目的:
本文に述べられた発明で、変形例のモデルごとに相対運動する面や回転部分を指定しなくて済む理由を述べよ。

本文:
+---+
構造物の設計において、有限要素解析を用いて、この構造物の強度、振動特性などの解析を行い、要求仕様を満足する構造物の形状とすることが行われている。有限要素解析においては、解析対象の構造物の形状をCAD(Computer Aiaed Dsign)データより取得して、自動的に有限要素へ分割する方法が、下記特許文献1、非特許文献2など各種提案されている。有限要素に分割したいくつかのモデルに対し、強度、剛性、振動特性などの解析(有限要素解析:FEM)を行い、設計上の要求を満足するモデルが選ばれ、このモデルに基づく形状が当該構造物の形状として決定される。
一体ものの構造物ではなく、回転やスライドなどの機構運動を行う構造要素を含む構造物の振動解析を行う場合、機構運動と弾性振動の連成計算が必要となる。このような解析を行う場合、各構造要素について有限要素モデルが作成される。機構運動を行う構造要素どうし、およびこれに関連する構造要素の間の運動を規定するために、スライドや回転など相対運動を行う構造要素の対向する面を指定する必要がある。また、回転する構造要素が発生するジャイロ効果を考慮するために、回転部分を指定する必要がある。これらの相対運動を行う面や回転部分の指定は、操作者が、作成された有限要素モデルを見ながら、該当する要素を一つ一つ指定することによって行っていた。
一方、最適形状を探索するためには、構造物の一部の寸法を変更した多数の変形例の形状について解析を行う必要がある。従来の有限要素への自動分割においては、CADデータなどの与えられた形状データごとに分割を行っているため、変形例ごとに別個の分割が行われる。この結果、個々の有限要素モデルごとに、前述の相対的に運動する面、回転部分等の指定を行う必要があるが、これは多大な工数を必要とし、きわめて効率が悪い。
本発明は、機構運動を行う構造要素を含む構造物の有限要素解析を用いた設計において、構造物の多数の変形例を有限要素に分割する際、相対運動する面等の指定を容易にする。
前述のように、構造物の設計においては、基本となる形状に対し、寸法などを一部変更した変形例を解析し、より最適な形状を探索する手法が採られる。本発明においては、基本となる形状の有限要素モデルと、変形例の有限要素モデルとの間で、それぞれの有限要素を特定するための情報が承継される。これにより、基本となる形状のモデルにおいて指定した相対運動する面、回転部分などを特定する情報が、変形例のモデルに対してもそのまま用いることができ、作成されたモデルごとに指定する必要がなくなる。
+---+
資料抜粋:
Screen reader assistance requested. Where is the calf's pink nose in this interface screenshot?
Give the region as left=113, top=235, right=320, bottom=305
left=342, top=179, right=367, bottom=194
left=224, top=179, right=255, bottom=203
+---+
解答:
基本となる形状の有限要素モデルと変形例の有限要素モデルとの間で、それぞれの有限要素を特定するための情報が承継されるからである。そのため、基本となる形状のモデルで指定した相対運動する面や回転部分などを特定する情報を、変形例のモデルにもそのまま用いることができる。